— Task to carry out —
Word for word, transcribe the data below from the line with "[ ] locate the blue denim clothing" to the line with "[ ] locate the paving stone", keeping both of those lines.

[Referring expression pointing data]
● ● ● ● ●
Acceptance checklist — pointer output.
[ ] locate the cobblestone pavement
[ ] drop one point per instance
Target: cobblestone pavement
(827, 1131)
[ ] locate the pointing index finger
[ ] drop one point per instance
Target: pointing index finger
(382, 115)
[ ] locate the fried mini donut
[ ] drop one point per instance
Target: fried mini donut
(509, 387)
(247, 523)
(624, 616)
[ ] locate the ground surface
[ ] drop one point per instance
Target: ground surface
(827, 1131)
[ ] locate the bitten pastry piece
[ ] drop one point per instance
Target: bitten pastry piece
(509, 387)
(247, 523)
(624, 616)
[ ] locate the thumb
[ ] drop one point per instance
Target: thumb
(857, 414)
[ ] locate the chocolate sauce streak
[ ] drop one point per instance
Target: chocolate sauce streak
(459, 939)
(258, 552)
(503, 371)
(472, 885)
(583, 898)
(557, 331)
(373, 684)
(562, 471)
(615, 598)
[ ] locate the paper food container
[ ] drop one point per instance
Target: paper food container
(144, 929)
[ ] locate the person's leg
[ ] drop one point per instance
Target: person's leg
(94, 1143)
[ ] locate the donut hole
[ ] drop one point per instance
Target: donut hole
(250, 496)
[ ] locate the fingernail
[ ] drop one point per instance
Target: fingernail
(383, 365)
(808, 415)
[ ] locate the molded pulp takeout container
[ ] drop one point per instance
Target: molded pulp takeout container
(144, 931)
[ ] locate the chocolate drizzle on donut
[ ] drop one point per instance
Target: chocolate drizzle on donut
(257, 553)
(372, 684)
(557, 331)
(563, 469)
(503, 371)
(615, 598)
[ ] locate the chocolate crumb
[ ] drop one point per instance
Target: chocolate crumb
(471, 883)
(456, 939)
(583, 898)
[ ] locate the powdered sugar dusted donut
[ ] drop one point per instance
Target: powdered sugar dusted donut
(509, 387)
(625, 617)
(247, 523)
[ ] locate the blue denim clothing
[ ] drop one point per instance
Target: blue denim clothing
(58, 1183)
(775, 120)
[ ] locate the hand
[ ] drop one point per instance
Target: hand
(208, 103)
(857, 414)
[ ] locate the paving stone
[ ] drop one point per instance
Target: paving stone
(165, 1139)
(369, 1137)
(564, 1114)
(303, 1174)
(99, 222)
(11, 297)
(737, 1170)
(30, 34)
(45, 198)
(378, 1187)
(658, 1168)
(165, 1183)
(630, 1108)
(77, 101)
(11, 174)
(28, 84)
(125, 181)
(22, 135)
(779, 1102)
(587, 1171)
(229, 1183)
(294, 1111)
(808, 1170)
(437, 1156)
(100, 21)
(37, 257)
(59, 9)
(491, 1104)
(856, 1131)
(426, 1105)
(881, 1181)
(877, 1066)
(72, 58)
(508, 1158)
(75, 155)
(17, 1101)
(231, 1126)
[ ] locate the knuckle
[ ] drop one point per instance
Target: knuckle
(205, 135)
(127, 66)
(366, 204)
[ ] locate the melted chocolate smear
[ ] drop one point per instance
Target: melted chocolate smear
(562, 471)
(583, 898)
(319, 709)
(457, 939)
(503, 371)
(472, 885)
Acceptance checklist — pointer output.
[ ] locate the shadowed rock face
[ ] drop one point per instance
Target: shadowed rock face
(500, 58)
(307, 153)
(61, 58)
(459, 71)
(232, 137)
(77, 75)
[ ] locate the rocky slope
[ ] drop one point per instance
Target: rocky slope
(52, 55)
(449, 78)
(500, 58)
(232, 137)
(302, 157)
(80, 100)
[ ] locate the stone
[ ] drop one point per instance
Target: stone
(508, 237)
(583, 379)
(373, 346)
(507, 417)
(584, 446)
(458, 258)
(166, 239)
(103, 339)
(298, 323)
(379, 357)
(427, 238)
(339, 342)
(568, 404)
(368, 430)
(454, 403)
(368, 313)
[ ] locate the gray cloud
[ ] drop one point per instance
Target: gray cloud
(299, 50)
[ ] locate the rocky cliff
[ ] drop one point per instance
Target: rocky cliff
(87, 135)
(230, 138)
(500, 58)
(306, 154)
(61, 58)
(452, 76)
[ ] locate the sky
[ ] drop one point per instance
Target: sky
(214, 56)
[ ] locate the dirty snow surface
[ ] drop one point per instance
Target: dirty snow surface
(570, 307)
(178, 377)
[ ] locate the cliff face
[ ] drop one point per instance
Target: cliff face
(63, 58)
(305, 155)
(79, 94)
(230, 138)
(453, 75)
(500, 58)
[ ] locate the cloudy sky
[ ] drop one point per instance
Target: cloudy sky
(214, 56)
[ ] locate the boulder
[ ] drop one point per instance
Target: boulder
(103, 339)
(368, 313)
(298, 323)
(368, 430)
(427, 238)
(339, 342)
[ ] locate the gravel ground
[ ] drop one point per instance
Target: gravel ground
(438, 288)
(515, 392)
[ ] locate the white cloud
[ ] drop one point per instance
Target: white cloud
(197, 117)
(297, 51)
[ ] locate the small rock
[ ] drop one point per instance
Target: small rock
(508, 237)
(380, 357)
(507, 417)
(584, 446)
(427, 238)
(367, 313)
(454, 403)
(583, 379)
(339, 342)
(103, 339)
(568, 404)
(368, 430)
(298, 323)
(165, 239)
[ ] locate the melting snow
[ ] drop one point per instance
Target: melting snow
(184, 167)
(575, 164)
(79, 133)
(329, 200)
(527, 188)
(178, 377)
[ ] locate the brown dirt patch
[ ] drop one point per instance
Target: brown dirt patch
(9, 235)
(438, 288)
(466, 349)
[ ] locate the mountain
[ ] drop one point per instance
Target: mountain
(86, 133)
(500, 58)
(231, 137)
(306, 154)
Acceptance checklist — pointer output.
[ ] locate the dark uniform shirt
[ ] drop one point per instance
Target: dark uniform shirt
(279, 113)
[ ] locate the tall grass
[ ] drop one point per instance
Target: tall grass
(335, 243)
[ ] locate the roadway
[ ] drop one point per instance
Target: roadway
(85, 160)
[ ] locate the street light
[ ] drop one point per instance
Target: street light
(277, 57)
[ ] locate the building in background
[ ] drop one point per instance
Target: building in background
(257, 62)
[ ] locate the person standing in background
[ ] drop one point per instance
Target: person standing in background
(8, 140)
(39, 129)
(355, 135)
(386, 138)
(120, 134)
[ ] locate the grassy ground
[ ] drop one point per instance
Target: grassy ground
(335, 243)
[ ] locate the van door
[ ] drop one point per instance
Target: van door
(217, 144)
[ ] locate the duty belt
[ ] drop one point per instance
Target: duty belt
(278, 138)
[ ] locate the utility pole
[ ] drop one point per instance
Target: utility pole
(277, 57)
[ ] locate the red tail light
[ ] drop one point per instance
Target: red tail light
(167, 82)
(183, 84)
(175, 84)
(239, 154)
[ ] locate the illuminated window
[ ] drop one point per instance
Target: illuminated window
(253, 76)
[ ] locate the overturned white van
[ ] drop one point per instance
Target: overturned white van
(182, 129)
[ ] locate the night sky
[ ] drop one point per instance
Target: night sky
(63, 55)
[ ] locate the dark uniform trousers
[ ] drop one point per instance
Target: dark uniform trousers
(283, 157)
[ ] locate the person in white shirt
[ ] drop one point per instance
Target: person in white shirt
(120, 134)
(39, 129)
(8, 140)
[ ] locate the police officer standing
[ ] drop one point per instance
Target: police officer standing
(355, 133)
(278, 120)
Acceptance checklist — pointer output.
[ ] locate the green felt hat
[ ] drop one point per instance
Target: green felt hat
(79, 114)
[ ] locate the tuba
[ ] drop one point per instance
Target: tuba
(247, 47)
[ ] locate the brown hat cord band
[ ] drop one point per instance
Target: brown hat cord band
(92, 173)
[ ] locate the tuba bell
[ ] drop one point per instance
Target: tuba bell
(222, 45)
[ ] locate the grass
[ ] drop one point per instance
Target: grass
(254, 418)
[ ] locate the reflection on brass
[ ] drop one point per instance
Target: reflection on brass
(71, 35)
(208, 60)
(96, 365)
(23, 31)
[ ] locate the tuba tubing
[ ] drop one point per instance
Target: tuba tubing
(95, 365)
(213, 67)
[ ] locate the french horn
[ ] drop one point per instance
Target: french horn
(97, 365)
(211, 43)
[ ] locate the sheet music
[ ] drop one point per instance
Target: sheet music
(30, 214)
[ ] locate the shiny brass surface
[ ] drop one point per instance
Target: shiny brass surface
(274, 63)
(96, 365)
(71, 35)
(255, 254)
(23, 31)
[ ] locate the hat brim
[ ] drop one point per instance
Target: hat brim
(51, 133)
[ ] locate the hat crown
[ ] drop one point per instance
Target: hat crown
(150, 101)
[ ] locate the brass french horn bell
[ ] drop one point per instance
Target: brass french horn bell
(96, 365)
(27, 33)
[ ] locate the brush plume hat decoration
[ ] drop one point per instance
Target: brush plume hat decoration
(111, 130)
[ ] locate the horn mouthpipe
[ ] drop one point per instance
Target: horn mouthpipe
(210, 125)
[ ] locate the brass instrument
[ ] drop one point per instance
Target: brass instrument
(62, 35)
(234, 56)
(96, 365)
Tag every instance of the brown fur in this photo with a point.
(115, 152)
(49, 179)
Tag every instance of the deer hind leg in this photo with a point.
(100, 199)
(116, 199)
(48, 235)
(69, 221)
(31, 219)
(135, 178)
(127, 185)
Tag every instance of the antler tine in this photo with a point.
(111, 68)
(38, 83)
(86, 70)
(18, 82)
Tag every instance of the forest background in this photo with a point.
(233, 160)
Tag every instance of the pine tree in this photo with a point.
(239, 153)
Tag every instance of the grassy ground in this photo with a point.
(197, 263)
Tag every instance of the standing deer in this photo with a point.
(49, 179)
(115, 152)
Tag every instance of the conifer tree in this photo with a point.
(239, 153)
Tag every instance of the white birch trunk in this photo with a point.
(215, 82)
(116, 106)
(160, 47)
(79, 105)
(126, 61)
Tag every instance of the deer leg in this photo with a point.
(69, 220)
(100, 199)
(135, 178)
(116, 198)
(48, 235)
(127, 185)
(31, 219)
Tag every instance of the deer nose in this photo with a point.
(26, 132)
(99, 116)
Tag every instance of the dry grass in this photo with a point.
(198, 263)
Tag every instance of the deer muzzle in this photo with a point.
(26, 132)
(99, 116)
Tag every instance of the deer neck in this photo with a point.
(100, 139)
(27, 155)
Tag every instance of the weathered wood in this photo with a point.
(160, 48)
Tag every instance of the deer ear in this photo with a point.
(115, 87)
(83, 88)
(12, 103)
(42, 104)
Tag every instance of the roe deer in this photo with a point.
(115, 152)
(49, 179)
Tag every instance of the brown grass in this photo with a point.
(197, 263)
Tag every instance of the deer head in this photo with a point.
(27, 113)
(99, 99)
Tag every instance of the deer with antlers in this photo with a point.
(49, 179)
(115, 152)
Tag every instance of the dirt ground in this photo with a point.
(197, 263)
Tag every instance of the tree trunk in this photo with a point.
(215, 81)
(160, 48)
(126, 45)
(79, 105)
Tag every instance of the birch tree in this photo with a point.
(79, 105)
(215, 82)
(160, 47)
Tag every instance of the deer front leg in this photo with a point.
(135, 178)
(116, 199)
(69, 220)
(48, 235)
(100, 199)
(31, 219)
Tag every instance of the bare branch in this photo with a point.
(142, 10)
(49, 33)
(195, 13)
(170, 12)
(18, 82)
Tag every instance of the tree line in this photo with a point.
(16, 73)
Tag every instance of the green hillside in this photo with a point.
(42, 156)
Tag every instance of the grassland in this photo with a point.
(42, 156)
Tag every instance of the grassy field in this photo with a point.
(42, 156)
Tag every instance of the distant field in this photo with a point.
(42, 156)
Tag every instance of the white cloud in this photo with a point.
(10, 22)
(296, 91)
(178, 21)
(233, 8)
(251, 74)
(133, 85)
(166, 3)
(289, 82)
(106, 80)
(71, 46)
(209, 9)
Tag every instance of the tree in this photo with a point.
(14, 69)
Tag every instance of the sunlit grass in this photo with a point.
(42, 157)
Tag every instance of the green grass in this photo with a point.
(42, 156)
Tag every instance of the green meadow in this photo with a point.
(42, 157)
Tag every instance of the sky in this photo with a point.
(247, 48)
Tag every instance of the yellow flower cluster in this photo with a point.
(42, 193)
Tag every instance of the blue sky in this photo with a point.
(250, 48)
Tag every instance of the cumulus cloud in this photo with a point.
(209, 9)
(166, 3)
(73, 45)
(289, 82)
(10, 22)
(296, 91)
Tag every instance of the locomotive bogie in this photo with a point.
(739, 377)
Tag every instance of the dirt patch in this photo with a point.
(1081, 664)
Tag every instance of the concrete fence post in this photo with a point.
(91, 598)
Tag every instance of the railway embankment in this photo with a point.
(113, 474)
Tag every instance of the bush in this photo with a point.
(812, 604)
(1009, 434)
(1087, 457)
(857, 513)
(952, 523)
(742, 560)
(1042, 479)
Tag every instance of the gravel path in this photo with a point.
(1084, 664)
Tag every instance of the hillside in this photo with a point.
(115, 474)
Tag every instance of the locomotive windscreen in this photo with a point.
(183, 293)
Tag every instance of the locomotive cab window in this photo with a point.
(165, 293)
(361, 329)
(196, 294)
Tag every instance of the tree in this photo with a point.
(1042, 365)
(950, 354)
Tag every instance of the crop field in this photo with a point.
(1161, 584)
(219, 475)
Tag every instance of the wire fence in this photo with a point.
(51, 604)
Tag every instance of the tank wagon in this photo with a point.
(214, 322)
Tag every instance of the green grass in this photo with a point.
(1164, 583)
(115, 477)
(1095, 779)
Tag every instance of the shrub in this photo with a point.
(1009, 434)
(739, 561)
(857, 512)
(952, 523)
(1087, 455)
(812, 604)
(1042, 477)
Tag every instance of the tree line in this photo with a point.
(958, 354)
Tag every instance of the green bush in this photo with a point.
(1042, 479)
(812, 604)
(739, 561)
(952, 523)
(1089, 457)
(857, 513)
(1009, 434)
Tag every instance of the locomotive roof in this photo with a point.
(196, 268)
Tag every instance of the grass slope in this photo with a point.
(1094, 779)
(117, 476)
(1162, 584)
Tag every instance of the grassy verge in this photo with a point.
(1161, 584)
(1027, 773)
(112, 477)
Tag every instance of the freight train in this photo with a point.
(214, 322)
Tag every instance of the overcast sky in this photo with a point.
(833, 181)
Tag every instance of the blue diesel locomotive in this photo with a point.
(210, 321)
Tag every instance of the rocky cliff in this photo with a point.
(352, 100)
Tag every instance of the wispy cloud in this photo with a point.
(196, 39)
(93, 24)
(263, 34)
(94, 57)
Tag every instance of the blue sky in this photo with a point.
● ● ● ● ●
— Task response —
[ ] locate the blue denim clothing
[ ] drop one point per instance
Target: blue denim clothing
(58, 1183)
(775, 120)
[ ] locate the hand
[ ] drop one point per instance
Target: hand
(208, 103)
(857, 414)
[ ] locate the paving stone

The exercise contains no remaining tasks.